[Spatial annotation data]
□ □ □ □

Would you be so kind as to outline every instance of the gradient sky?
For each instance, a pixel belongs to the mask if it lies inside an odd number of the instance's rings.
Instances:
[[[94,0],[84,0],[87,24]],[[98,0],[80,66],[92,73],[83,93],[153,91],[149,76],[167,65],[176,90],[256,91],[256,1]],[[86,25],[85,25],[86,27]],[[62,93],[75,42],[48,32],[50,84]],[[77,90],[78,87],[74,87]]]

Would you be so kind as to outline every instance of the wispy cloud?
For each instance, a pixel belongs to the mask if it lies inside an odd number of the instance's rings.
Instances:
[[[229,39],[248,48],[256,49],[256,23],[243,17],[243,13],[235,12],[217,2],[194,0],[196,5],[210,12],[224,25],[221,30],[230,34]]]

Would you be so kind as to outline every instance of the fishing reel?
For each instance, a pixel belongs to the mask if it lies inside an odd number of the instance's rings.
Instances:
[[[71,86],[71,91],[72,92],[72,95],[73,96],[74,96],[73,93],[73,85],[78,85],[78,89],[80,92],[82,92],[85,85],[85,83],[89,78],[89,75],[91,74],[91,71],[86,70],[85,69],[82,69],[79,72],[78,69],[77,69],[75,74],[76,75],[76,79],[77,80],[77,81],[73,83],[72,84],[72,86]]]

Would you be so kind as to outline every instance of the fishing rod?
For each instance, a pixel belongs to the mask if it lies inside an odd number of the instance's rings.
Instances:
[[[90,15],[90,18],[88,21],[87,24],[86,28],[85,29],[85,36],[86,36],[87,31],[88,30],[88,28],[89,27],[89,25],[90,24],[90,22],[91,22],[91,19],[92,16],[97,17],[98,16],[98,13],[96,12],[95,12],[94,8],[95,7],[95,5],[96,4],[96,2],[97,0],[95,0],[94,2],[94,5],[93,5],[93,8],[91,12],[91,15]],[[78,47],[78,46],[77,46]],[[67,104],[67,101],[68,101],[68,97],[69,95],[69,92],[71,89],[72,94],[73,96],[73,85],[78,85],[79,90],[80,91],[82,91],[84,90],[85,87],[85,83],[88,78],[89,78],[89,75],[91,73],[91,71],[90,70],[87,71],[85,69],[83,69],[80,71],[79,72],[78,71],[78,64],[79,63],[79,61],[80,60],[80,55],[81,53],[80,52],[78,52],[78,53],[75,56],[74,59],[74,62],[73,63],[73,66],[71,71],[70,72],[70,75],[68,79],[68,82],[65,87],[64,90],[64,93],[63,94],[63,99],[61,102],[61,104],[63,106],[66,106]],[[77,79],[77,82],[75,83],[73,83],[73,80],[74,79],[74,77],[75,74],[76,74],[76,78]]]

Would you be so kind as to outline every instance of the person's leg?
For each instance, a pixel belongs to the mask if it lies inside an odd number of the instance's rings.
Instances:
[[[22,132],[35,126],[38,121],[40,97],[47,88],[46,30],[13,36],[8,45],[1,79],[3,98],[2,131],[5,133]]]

□ □ □ □

*INSTRUCTIONS FOR THE TASK*.
Please scale the data from the line containing "the person's leg?" through the end of the data, writing those lines out again with the requests included. Multiply every coordinate in the answers by 1.4 and round to whole numbers, with halves rounded up.

*EXERCISE RESPONSE*.
Would you be so kind as to outline every instance of the person's leg?
For each instance, a pixel belongs to the mask if it lies inside an odd number of the instance's rings.
Instances:
[[[31,185],[49,176],[53,169],[56,136],[66,123],[64,42],[18,50],[11,63],[1,111],[4,137],[3,183],[7,186]]]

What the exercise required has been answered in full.